━━━━━ DATASET EXTRACT

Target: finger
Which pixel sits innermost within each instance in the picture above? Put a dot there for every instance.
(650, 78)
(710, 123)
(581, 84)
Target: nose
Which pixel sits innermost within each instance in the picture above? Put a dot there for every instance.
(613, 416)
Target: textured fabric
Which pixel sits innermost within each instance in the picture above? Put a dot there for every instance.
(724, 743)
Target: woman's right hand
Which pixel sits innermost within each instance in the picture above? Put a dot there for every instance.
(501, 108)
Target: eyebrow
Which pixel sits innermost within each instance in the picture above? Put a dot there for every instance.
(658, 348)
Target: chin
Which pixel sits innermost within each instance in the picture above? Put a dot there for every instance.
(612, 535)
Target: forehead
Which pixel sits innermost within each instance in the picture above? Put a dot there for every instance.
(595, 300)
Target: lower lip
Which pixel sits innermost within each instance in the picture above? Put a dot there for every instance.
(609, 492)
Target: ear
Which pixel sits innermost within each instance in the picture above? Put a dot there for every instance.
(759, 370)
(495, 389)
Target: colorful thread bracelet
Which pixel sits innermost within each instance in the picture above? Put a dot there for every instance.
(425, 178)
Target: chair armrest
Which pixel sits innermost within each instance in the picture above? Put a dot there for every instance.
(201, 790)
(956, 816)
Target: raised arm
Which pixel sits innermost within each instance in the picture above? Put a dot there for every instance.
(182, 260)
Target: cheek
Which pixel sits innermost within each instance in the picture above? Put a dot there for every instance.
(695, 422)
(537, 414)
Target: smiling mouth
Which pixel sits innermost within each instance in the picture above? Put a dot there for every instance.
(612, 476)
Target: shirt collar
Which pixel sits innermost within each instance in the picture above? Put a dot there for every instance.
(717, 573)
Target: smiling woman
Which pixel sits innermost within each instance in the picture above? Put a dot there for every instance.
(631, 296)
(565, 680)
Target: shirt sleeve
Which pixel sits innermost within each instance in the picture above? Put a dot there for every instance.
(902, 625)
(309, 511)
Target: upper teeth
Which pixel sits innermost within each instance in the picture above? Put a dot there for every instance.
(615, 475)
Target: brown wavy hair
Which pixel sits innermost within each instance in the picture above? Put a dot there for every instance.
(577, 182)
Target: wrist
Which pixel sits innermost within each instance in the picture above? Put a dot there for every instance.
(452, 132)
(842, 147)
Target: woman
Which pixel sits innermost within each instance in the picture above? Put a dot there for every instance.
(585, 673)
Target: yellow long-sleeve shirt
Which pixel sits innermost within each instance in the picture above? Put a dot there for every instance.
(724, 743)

━━━━━━━━━━

__WHAT IS NEEDED__
Recast the part of the data that opens with the line containing "Target: smiling mouth" and closes with the final line of the data as a numbered list, both ends included. Omit any blank lines.

__EXERCISE ANSWER__
1. Target: smiling mouth
2. Which pixel sits innermost within each instance in the picture above? Put a dot there for every instance.
3. (612, 476)
4. Target: shirt collar
5. Which pixel sits innermost within each instance in the picture above? Put a dot there for every instance.
6. (717, 573)
7. Target: smiling woman
8. Which pixel sits innermost within each instance in the picture above? Put a dot there for every instance.
9. (631, 296)
10. (565, 680)
11. Target: shirt sleeve
12. Which pixel sits innermost within each instance in the picture above? Put a dot there for every instance.
13. (902, 625)
14. (309, 511)
15. Target: upper teeth
16. Which pixel sits innermost within each instance in the picture above? Put a dot there for every instance.
17. (615, 475)
18. Target: brown wavy hair
19. Which pixel sits innermost within each instance in the picture above? Put a dot there for every instance.
20. (577, 182)
21. Target: wrist
22. Which pixel sits innermost within each instance in the picture above? Put a dot there for every instance.
23. (452, 132)
24. (842, 147)
25. Target: woman
26. Which pixel sits innermost within each instance in the picture above? Put a dot there for every instance.
27. (585, 673)
28. Target: yellow long-sleeve shirt
29. Which pixel sits innermost within each instance in the picture above? Put a dot there for every instance.
30. (724, 743)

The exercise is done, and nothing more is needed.